[Short task]
Your task is to transcribe the records exactly, skipping every image.

+++

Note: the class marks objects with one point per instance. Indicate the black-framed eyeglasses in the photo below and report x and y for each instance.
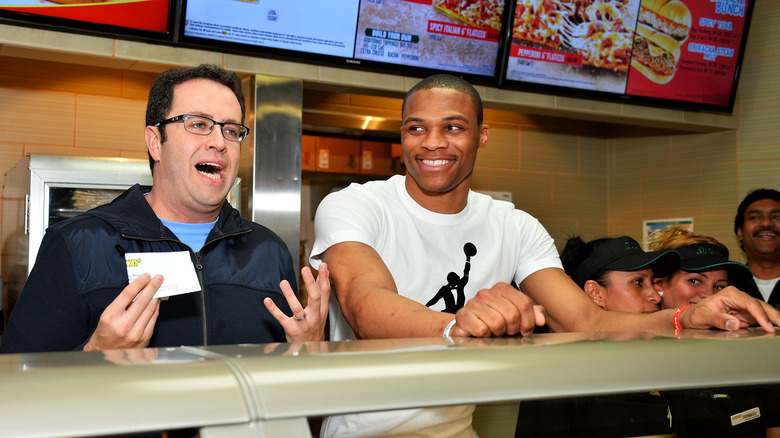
(202, 125)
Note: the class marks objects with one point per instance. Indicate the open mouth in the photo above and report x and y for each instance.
(435, 163)
(211, 170)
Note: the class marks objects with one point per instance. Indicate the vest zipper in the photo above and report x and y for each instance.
(198, 268)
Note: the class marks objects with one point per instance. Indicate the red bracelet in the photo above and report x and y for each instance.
(676, 318)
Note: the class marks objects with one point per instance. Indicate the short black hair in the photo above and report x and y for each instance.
(448, 82)
(161, 93)
(755, 195)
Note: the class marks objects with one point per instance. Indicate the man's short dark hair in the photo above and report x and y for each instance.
(161, 93)
(755, 195)
(448, 82)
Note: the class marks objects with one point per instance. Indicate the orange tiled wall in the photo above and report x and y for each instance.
(63, 109)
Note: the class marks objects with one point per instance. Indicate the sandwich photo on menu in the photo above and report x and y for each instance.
(655, 54)
(671, 17)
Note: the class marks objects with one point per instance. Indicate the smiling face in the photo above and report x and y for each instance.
(760, 233)
(626, 291)
(440, 137)
(689, 287)
(193, 173)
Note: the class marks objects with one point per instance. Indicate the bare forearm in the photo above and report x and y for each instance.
(377, 314)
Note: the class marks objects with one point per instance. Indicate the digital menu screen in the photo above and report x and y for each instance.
(144, 16)
(459, 36)
(666, 50)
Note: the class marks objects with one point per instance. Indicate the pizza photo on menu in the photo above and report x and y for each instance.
(485, 14)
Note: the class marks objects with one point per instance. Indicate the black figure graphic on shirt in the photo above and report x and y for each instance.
(455, 284)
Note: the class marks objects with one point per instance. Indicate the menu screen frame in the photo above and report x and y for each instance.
(145, 20)
(696, 50)
(369, 39)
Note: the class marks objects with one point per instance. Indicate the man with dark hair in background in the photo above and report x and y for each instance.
(757, 225)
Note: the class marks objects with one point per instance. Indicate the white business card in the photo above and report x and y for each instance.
(175, 267)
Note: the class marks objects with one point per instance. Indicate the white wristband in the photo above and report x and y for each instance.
(448, 329)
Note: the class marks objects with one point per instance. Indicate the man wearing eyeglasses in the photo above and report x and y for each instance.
(78, 296)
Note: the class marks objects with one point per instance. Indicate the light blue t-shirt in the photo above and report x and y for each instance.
(193, 235)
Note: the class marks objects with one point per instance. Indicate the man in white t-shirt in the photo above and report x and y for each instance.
(395, 247)
(757, 225)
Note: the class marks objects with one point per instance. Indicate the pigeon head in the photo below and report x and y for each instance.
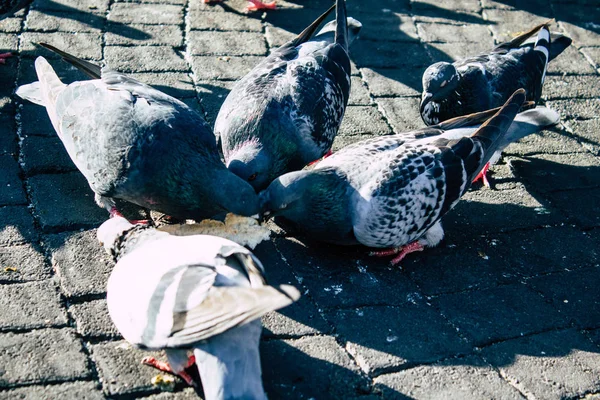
(439, 80)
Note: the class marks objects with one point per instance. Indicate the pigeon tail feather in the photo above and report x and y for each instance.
(341, 28)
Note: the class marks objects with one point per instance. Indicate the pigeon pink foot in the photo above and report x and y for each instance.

+++

[The solution]
Note: the class marks objects with one point per instance. Indicate the black-framed eyeglasses in the photo below and report x and y for each instance.
(202, 125)
Note: the class marks objects with one point per instance. Indicate the open mouth in the photo above and report x and y for each instance.
(435, 163)
(211, 170)
Note: the class marks objects with one point per instance. Indicate the vest zipper in the photo above and report x and y for each instance.
(198, 268)
Note: the class marks objects with one point per instance. Indicate the red bracelet in the photo above and report x and y for each instance.
(676, 318)
Note: the class marks objects with one point per instance. Indicate the short black hair in the photo above and report x and y for each instance.
(448, 82)
(161, 93)
(755, 195)
Note: the class marks objects with one point per instance. Indicate the man's short dark hair in the photo above and report x and y for each instance.
(161, 93)
(755, 195)
(448, 82)
Note: the class marks objects with one point per instance. Indicate the orange tiled wall in the photo above and report x and y for each instance.
(63, 109)
Note: the class marks objects with one point per instance. Indicate the sandwich photo on menu in the photo above and report x and y for each instance.
(655, 54)
(671, 17)
Note: the class marks objects with one point per instance. Indicate the smiling face in the photo above and report x and y for each instance.
(760, 233)
(626, 291)
(440, 137)
(689, 287)
(193, 173)
Note: the class marks objects with one point per instance. Indicate the bare forearm in the photo above and report x and y for each instance.
(377, 314)
Note: the class marks objects with one point per instance. Indicate the digital menu screen in the photo above and report x and y for each instance.
(144, 16)
(459, 36)
(666, 50)
Note: the class marks objects with one point per instance. Indicate the pizza photo on menu in the photo above and report x and y for each instance.
(485, 14)
Note: the class marks objects with one point per instance. Indicate the black figure graphic on shirt in the photo above and report x and y for each instance.
(455, 284)
Note: the class marks objects with one point per instance. Indicate the menu screen frame in the photo above and report x and y for each instance.
(145, 20)
(696, 50)
(369, 39)
Note: the class marks objects with one point per instance. Indicate the man with dark hair in background in the photo above and report x and y for each instance.
(757, 225)
Note: the class marks objects with one point per instance. Indicate the white business card in the photo above and report x and y for each instance.
(175, 267)
Note: the class marks objects with one point per instance. Indicate the white wristband in the photo above and report x and y for each instance.
(448, 329)
Note: the class marks objects with one point per instance. Indicate the man wearing eyeglasses in the photo above and report x and y for each instance.
(78, 296)
Note: the class marks objects with one point per instance. Indicate the light blue t-shirt in the photo above and report x and y for each instance.
(193, 235)
Note: the class marks objects with one point per instance. Indicate the man in white t-shirt in the photo above and report x and y for each instance.
(395, 247)
(757, 225)
Note: the class marks objects with one point per instance. Indicate the pigeon head in the photo below and report x and y for each instance.
(439, 80)
Note: the class marks objects with one point per instance. Indicate the pigeon tail feather in the photo above and report x and y for each instance.
(341, 28)
Note: the class marks objects with one point per instance. Indicate the pigeon pink foot in the photo above and report x and y for each instance.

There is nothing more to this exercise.